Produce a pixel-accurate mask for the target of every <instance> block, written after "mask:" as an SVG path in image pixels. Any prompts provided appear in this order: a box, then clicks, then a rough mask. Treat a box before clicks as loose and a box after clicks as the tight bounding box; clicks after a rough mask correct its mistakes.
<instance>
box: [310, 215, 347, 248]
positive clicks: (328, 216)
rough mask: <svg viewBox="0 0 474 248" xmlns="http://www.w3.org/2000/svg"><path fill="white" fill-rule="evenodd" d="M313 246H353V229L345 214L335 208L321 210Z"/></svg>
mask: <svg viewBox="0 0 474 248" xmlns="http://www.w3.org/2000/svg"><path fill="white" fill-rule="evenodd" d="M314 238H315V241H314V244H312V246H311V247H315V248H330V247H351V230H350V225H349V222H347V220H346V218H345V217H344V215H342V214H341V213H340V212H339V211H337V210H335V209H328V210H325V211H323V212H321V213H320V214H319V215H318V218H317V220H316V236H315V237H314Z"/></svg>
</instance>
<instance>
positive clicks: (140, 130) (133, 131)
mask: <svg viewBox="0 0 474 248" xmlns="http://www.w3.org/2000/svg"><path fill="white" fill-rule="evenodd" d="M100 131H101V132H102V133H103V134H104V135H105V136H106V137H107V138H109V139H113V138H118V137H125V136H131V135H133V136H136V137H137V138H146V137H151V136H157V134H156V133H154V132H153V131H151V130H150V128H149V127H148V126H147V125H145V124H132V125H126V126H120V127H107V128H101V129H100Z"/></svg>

++++++++++

▶ TO-DO ITEM
Word for word, set down all the lines above.

▶ RESPONSE BELOW
Produce a pixel-accurate mask for the target of every <instance> block, written after "mask:" as an SVG path in image pixels. Any prompts provided appear in this order: a box, then clicks, then a rough mask. Treat a box before clicks as loose and a box after clicks as the tight bounding box; clicks after a rough mask correct its mistakes.
<instance>
box: [310, 215, 347, 248]
positive clicks: (328, 216)
rough mask: <svg viewBox="0 0 474 248" xmlns="http://www.w3.org/2000/svg"><path fill="white" fill-rule="evenodd" d="M313 246H353V229L345 214L335 208L321 210Z"/></svg>
mask: <svg viewBox="0 0 474 248" xmlns="http://www.w3.org/2000/svg"><path fill="white" fill-rule="evenodd" d="M314 238H315V241H314V244H312V246H311V247H315V248H330V247H351V230H350V225H349V222H347V220H346V218H345V217H344V215H342V214H341V213H340V212H339V211H337V210H335V209H328V210H325V211H323V212H321V213H320V214H319V215H318V218H317V220H316V236H315V237H314Z"/></svg>
</instance>
<instance>
positive clicks: (140, 130) (133, 131)
mask: <svg viewBox="0 0 474 248" xmlns="http://www.w3.org/2000/svg"><path fill="white" fill-rule="evenodd" d="M100 131H101V132H102V133H103V134H104V135H105V136H106V137H107V138H109V139H113V138H118V137H125V136H131V135H133V136H136V137H137V138H146V137H151V136H157V134H156V133H154V132H153V131H151V130H150V128H149V127H148V126H147V125H145V124H132V125H126V126H120V127H107V128H101V129H100Z"/></svg>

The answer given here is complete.